#### TEXT EXCERPT ####

The families shared that experience.
“I tried to work with the U.S. government when Jim was captured. It was terrible at the time. It was nobody’s job. There was no inter-agency group working on this issue. It was just up to the administration as to whether his captivity was a priority, and with Jim, it wasn’t,” Foley’s mother Diane previously told USA TODAY.
An American is detained or goes missing abroad: What happens next?
Staying on message with the White House
Amerine, in testimony before Congress, and others pushed successfully for the creation of a “hostage fusion cell” and special U.S. envoy to strategize and coordinate such prisoner swap negotiations.
In August 2015, the Obama administration did just that, creating the Office of the Special Presidential Envoy for Hostage Affairs.
“The most typical way it happens is through intermediaries; you find access agents and you say, ‘Hey, what do they want?’ And then you’re just playing the telephone game to work it out,” Amerine said. And with the special envoy in place, he said, “you have people you could take it to who could basically dissect it and take it to the White House to get authorization to carry out the deal.”
That’s what happened in Griner’s case and others, according to Amerine and other former U.S. officials, including Trump National Security Adviser John Bolton.
During the Trump administration, Bolton and other top national security advisors told the president that “quid pro quos” like those sought for Whelan and others deemed unfairly detained were bad for anyone other than spies and prisoners of war because they incentivized governments like Iran and Russia to simply “stockpile” civilian Americans to be used as political bargaining chips, Bolton told USA TODAY.
But ultimately the president is the one making the final decision, and Trump often ignored their advice, Bolton said.
Bolton too stressed the importance of using whatever independent liaisons are available, especially established ones like Richardson – as long as they stay on message with the White House.
Paul Whelan: Russian prisoner swap brings home Brittney Griner, but not Whelan
“I think the difficulty is that these groups measure their success by how many Americans they get released. And I think they’re more or less indifferent to how it gets done,” Bolton said. “So if you’re taking the position that you don’t want to do quid pro quo swaps, to have somebody else involved who has done and advocated those kinds of swaps sends a message to the captor that is confusing at best and potentially harmful.”
Bolton declined to discuss the details of cases during his tenure, including Whelan’s. But, he said, “If there was a way to make an argument or make an appeal to some authoritarian government to release somebody for reasons that a U.S. government official couldn’t articulate well enough, I didn’t have any problem with it.”
Neither does David Whelan, brother of wrongfully detained former U.S. Marine Paul Whelan.
“We’re a portrait painter, an engineer and librarian. That’s who Paul’s siblings are. And we don’t have any idea how any of this works,” he said in an interview.
“We just know we want our brother home, and so to the extent we can get the people who can get the work done, who know the information to do it, we put our trust in them.”

#### INFORMATION GIVEN ####

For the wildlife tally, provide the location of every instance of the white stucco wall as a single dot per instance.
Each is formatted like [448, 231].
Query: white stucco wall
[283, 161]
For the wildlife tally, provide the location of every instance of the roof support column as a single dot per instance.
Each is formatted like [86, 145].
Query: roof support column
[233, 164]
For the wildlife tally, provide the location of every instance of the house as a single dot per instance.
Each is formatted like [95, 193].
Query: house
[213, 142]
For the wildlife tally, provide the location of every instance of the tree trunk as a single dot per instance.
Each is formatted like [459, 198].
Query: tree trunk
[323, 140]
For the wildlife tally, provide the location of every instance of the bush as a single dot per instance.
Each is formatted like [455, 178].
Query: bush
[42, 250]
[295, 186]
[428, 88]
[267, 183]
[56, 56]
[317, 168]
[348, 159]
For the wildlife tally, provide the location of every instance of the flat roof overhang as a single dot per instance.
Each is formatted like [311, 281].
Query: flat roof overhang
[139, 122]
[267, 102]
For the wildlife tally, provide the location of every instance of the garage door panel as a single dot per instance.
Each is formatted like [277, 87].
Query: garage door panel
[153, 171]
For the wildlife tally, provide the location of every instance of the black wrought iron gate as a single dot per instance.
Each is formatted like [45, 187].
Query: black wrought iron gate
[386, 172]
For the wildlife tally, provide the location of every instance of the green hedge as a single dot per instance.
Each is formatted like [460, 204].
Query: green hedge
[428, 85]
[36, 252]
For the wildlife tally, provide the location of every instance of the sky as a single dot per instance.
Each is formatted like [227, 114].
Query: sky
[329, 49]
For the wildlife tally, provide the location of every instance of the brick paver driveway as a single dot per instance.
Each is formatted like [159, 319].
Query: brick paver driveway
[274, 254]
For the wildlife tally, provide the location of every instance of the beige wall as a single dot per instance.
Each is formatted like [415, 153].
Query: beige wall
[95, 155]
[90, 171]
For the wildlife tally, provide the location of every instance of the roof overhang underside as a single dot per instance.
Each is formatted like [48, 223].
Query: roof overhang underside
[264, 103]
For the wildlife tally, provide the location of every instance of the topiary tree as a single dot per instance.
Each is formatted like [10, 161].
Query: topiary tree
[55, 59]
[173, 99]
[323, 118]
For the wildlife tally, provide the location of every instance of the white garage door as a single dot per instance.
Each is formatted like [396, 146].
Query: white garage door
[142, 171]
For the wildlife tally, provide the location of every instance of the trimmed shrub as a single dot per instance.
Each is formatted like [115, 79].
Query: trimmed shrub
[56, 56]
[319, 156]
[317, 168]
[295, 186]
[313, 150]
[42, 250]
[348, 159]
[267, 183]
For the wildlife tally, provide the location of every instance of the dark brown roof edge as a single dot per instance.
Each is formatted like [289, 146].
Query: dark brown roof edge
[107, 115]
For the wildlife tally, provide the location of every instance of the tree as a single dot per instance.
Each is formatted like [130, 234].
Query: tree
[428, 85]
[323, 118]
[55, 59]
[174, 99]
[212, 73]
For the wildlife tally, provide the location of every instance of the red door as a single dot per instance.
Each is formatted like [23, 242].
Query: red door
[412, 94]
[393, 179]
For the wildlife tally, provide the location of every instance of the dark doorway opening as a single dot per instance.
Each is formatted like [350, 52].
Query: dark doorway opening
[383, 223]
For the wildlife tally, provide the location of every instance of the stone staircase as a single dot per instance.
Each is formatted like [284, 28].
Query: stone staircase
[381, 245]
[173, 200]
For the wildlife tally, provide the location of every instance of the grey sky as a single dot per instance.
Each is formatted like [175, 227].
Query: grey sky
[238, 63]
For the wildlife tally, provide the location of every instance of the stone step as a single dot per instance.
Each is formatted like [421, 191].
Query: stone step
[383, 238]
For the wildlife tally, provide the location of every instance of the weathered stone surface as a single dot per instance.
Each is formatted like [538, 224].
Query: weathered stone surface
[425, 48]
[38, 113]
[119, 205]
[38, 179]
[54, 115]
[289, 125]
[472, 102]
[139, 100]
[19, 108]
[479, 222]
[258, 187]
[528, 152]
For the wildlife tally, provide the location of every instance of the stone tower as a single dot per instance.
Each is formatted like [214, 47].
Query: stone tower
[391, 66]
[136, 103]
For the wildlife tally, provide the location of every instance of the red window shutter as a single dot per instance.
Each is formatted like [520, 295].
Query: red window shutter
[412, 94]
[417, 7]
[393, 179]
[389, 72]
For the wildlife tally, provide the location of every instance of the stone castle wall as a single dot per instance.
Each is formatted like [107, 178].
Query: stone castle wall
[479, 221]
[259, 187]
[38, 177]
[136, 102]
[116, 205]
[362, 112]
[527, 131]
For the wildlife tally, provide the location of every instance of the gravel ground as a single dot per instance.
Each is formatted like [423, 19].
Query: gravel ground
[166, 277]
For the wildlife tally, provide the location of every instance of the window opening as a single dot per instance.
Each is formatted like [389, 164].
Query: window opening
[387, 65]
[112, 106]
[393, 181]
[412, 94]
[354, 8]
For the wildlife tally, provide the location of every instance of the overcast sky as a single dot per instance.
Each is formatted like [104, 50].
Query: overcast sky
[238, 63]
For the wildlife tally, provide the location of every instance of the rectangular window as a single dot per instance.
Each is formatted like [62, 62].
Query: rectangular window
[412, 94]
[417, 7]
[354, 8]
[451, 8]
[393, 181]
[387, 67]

####

Answer these questions about the hostage-negotiation excerpt:
1. In what month and year did the Obama administration create the Office of the Special Presidential Envoy for Hostage Affairs?
2. How is Paul Whelan described in relation to David Whelan?
3. What three occupations does David Whelan list for Paul's siblings?
The rows above play no role here.

**RESPONSE TO THIS TASK**
1. August 2015.
2. Paul Whelan is David Whelan's brother, a wrongfully detained former U.S. Marine.
3. A portrait painter, an engineer and a librarian.